Reproduce the listing below word for word, from its first line through the line containing "pixel 516 216", with both of those lines included.

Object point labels
***
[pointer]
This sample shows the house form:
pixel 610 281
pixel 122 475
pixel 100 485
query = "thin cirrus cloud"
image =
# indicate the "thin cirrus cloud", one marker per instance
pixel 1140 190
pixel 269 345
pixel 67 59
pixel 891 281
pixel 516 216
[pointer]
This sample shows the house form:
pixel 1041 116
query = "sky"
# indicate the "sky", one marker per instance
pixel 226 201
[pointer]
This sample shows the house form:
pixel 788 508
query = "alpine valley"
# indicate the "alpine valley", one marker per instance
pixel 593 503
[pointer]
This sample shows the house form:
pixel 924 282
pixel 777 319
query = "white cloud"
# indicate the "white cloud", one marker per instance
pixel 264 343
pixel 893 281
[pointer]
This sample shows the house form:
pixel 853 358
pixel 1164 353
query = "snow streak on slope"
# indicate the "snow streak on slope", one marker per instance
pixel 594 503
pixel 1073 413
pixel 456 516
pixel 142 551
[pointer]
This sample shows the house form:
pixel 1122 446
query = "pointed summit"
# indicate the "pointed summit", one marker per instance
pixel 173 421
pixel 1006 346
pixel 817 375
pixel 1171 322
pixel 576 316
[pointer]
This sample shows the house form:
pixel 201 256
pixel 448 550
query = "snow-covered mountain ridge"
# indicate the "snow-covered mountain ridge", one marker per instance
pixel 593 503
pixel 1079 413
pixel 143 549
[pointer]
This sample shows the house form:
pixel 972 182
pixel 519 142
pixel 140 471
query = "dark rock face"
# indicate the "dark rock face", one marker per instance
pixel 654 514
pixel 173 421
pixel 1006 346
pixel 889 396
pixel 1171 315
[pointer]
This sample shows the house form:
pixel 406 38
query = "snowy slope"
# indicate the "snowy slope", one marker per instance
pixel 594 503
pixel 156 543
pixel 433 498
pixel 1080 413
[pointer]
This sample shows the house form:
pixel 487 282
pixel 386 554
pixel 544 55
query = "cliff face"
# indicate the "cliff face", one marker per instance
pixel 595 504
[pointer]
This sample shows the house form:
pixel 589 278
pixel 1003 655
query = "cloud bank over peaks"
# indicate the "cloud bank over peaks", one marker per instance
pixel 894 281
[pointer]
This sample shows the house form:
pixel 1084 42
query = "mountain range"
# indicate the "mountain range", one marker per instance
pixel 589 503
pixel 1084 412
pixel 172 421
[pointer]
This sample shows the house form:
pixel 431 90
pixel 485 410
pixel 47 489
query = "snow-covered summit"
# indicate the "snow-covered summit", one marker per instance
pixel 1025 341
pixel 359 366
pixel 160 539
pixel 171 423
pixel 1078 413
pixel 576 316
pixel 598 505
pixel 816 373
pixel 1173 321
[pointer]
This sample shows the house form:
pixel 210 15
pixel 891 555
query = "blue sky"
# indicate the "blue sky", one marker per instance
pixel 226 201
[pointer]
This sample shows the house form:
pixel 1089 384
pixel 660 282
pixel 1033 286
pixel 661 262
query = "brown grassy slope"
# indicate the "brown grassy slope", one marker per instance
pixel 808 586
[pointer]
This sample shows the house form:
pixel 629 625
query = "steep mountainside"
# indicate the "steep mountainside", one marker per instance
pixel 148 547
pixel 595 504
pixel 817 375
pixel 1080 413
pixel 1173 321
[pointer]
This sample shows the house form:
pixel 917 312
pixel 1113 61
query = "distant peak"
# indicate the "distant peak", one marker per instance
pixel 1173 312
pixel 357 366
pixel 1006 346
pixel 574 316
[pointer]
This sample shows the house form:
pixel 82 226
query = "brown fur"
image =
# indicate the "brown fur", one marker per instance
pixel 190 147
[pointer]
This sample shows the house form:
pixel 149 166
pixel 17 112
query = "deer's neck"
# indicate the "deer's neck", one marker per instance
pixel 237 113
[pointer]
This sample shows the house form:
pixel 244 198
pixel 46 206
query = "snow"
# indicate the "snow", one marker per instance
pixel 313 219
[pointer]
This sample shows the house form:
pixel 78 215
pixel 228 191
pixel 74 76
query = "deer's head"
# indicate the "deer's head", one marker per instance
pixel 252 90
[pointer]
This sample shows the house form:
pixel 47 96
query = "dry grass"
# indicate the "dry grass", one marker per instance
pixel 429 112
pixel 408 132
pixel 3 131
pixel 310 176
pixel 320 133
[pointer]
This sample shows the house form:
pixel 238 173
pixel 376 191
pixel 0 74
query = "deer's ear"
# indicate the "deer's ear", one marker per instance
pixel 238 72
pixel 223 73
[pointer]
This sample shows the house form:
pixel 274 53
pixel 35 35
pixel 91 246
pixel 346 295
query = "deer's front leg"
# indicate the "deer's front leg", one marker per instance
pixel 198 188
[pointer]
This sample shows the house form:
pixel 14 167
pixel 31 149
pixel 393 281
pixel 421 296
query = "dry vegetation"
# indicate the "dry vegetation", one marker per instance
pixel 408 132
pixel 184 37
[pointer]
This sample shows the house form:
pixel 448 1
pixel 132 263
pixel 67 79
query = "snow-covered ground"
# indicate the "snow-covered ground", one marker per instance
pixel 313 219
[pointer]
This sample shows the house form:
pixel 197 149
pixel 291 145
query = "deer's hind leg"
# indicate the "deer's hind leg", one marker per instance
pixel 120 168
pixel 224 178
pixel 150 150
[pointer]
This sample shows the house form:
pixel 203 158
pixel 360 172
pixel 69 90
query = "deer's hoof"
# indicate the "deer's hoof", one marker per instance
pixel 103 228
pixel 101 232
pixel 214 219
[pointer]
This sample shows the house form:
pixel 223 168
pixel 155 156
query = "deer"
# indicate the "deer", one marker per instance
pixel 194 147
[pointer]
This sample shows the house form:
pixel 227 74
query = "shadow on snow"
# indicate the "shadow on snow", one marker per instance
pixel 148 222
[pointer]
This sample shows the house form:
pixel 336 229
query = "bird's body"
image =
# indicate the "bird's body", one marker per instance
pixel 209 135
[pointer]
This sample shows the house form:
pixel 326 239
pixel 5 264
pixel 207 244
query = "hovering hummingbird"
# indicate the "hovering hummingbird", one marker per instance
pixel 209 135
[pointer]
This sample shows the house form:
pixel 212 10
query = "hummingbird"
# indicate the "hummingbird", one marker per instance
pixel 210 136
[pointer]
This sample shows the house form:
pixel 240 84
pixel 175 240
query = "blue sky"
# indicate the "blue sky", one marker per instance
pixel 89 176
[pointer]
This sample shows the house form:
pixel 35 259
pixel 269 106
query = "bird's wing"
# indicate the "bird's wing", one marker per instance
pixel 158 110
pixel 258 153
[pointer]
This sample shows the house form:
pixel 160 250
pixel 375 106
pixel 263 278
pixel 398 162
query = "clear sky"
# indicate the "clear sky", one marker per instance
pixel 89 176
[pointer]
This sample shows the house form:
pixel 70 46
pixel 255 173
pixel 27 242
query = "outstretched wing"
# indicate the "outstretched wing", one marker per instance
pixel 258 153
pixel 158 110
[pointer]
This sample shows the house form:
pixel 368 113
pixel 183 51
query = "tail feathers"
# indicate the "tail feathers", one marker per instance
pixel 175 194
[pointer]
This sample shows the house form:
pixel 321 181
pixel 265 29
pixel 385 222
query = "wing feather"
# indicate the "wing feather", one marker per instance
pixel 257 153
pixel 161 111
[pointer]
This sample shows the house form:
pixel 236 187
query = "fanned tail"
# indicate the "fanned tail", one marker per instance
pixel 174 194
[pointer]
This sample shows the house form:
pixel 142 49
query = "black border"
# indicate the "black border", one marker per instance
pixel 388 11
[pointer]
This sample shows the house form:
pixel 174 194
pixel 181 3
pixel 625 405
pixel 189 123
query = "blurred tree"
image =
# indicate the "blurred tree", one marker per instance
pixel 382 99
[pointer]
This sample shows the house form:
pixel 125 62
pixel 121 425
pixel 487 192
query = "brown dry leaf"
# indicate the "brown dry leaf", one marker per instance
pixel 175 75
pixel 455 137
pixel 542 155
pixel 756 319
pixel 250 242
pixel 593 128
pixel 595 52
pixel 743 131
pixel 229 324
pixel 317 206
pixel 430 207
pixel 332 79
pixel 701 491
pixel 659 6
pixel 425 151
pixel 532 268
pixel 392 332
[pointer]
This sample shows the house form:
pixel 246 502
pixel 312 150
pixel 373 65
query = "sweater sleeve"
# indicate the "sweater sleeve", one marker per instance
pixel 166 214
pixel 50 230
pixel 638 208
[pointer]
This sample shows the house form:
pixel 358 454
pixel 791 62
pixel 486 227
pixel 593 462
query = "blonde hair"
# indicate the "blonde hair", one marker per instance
***
> [Response to this task]:
[pointer]
This sample shows the house form:
pixel 610 281
pixel 122 475
pixel 100 485
query = "thin cirrus cloud"
image =
# indicate the "thin cirrus cloud", one marker per instance
pixel 1140 190
pixel 269 345
pixel 67 59
pixel 891 281
pixel 516 216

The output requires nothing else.